EXERCISE: A complete copy of the entries, exactly as written, is the expected result.

☆ ☆ ☆ ☆

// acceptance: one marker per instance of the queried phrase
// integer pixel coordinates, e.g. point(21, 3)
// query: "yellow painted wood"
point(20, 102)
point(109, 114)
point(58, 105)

☆ ☆ ☆ ☆

TASK SOLUTION:
// acceptance: one marker per instance of the queried phrase
// integer pixel coordinates, e.g. point(21, 3)
// query: "yellow painted wood"
point(20, 102)
point(109, 114)
point(58, 105)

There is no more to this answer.